▼
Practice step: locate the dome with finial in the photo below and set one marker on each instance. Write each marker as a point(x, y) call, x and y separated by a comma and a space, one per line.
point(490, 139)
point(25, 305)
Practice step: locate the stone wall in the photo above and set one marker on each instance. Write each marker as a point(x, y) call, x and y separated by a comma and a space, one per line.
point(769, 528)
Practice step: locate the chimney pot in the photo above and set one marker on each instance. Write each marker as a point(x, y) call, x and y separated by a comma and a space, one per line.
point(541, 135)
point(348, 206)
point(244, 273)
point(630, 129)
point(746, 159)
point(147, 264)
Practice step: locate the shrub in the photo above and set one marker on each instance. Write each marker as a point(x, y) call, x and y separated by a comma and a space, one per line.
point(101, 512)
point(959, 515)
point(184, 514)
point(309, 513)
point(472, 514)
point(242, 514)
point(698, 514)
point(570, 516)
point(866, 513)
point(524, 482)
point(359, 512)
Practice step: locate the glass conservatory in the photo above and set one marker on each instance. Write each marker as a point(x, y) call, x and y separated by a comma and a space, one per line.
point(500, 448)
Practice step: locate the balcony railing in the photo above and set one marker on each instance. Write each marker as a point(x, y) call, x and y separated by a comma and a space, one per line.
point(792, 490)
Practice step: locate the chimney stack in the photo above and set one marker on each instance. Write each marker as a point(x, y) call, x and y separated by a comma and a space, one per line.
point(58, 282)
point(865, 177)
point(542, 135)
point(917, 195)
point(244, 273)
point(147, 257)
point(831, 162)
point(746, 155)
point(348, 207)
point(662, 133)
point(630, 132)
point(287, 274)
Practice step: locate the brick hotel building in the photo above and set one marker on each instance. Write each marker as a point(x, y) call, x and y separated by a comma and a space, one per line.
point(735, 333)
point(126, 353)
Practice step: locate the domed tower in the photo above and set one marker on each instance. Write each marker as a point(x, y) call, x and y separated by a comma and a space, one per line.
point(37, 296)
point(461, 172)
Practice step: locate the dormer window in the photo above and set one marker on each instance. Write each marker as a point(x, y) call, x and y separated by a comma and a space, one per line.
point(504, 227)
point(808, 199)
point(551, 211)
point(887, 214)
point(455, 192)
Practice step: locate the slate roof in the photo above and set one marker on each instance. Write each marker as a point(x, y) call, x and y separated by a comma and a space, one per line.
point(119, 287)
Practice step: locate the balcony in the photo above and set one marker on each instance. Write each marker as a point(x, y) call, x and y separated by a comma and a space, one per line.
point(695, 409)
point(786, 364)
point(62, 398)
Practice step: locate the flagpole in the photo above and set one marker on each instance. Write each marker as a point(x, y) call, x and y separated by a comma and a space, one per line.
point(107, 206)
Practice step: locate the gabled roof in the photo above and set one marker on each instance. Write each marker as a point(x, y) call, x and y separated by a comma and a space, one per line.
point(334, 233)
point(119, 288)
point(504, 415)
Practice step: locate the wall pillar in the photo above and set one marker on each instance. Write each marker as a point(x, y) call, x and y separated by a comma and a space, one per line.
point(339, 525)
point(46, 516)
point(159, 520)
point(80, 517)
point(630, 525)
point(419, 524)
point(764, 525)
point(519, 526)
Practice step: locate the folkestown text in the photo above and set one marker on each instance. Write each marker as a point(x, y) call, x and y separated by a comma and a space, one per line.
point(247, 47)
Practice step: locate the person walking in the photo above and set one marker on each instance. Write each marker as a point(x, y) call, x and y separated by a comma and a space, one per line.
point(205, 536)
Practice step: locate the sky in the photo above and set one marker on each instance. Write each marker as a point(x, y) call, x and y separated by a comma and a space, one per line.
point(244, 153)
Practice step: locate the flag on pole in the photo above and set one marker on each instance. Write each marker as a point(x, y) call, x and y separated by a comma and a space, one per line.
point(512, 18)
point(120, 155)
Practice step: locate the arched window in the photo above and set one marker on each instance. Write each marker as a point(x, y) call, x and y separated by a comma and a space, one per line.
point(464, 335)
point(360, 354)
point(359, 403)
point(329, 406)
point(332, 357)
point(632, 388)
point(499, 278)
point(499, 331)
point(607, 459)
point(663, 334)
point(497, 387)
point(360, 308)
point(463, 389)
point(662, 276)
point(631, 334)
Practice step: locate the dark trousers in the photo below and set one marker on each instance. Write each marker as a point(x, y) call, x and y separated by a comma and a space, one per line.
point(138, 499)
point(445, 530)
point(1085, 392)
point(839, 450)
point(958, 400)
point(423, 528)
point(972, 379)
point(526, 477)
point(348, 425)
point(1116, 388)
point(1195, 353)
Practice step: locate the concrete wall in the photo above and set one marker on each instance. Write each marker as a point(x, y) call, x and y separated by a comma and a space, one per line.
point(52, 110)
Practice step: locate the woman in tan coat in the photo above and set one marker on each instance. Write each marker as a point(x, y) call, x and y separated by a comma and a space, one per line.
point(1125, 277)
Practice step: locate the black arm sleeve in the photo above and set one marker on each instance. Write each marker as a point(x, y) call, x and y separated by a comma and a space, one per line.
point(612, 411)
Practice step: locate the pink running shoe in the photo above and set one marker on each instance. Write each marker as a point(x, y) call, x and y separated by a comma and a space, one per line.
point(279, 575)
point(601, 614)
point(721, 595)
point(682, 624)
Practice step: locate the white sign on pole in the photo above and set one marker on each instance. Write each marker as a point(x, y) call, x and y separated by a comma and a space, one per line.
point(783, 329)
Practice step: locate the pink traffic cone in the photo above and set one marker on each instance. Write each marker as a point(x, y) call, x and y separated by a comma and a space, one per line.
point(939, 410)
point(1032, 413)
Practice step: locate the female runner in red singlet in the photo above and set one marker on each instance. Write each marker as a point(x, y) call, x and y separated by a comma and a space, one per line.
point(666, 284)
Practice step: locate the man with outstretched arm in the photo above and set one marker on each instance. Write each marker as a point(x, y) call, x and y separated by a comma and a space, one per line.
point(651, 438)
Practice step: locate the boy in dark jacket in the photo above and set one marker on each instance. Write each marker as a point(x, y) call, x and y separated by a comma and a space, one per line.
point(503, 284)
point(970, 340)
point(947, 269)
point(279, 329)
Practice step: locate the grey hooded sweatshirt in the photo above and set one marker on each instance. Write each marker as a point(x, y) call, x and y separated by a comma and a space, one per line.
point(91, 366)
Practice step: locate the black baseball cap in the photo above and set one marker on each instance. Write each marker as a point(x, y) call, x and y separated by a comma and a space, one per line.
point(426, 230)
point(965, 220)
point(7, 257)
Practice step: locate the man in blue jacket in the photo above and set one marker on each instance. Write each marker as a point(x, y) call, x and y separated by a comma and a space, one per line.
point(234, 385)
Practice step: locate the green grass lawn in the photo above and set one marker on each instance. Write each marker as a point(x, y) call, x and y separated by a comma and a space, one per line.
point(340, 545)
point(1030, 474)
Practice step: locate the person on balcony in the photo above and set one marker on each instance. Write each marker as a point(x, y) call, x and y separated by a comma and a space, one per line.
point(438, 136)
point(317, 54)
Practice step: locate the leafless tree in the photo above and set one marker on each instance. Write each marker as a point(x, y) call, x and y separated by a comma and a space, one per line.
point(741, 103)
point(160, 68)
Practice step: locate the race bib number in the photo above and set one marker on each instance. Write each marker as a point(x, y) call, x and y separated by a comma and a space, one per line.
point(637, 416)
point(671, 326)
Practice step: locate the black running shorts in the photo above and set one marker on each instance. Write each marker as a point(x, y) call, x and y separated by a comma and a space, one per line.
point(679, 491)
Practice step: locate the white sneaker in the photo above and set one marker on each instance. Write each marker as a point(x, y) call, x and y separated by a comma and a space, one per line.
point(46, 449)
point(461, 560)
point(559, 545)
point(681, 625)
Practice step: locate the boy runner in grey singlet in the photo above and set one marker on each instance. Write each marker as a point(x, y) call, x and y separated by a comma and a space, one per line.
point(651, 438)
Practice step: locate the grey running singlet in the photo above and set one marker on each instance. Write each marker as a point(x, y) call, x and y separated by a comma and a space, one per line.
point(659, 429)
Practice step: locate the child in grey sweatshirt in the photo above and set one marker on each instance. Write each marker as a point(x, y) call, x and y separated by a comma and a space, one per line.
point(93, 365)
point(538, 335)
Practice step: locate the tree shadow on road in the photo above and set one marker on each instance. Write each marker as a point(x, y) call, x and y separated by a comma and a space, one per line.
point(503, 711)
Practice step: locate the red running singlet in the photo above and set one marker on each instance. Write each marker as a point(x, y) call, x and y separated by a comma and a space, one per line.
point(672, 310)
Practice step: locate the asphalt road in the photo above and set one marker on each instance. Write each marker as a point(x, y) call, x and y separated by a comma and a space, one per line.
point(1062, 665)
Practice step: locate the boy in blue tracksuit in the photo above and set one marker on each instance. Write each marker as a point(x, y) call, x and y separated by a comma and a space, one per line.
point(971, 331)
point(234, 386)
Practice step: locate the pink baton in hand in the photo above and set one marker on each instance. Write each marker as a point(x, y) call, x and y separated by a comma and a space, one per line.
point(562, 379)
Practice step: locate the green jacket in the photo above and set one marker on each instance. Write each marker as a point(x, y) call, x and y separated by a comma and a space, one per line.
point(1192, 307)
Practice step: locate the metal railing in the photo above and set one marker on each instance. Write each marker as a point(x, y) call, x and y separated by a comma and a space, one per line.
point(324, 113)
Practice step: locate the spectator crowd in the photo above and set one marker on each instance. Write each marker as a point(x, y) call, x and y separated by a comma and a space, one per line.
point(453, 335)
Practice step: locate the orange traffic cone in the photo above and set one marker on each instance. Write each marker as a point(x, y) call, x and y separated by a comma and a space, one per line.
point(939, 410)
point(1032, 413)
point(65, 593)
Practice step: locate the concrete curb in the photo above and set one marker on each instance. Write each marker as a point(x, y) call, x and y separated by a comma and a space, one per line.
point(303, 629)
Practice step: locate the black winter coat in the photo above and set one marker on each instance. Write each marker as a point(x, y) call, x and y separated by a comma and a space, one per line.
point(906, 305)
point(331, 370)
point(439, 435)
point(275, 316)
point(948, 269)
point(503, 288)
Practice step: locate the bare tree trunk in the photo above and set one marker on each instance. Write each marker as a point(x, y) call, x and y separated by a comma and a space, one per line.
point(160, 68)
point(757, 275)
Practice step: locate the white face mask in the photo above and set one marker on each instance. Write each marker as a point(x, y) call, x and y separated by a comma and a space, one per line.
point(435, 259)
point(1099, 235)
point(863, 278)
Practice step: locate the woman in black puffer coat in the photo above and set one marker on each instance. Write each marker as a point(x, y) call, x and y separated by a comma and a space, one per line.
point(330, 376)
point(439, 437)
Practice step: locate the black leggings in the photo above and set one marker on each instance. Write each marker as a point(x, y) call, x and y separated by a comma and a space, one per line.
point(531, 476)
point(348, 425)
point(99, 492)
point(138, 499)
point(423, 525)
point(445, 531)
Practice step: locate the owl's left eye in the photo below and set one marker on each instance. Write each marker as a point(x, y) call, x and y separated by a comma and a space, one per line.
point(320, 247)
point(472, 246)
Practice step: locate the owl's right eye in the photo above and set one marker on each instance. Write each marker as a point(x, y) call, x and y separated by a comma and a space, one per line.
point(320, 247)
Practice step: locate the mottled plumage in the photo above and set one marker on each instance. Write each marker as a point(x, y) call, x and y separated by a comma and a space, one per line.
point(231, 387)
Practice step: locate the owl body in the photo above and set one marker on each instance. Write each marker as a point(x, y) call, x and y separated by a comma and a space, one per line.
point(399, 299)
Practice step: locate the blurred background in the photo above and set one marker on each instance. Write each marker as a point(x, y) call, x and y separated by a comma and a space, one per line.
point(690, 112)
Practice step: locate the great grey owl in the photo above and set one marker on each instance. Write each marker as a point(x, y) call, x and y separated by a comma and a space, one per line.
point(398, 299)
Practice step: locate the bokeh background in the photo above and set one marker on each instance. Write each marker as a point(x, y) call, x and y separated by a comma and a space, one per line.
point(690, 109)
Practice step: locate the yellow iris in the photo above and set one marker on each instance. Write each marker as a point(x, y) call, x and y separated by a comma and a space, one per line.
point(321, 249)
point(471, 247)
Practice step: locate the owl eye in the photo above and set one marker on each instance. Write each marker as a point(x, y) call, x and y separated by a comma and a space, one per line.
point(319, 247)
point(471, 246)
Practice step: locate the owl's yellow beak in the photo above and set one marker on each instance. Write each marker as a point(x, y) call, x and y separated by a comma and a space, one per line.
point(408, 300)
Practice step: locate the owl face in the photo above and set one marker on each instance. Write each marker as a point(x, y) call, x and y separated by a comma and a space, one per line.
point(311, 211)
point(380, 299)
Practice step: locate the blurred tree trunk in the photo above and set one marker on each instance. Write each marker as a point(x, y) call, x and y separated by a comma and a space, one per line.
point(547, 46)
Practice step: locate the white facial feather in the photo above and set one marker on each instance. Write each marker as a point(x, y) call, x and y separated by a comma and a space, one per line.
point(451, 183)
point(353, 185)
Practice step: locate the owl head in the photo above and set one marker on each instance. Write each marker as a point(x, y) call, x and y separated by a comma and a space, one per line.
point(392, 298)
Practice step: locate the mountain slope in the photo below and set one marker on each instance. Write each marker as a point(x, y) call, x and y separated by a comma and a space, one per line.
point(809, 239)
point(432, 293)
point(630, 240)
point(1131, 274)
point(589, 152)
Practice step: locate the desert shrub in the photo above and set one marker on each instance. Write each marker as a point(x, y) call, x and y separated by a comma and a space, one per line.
▲
* Task:
Set down nothing but the lines from the one containing "Practice step: locate the mountain" through the final line above, exactly as written.

* Task response:
Practice step: locate the mountain slope in the photo below and set one marker on each instance. Write each marker as a point(x, y) call, x and y separated by a comma and a space, one per line.
point(809, 239)
point(432, 293)
point(630, 240)
point(1131, 274)
point(589, 152)
Practice step: locate the desert shrub in the photo above and set one marker on each instance. Write each marker as a point(x, y) call, x and y separated by a comma and a space, one per line.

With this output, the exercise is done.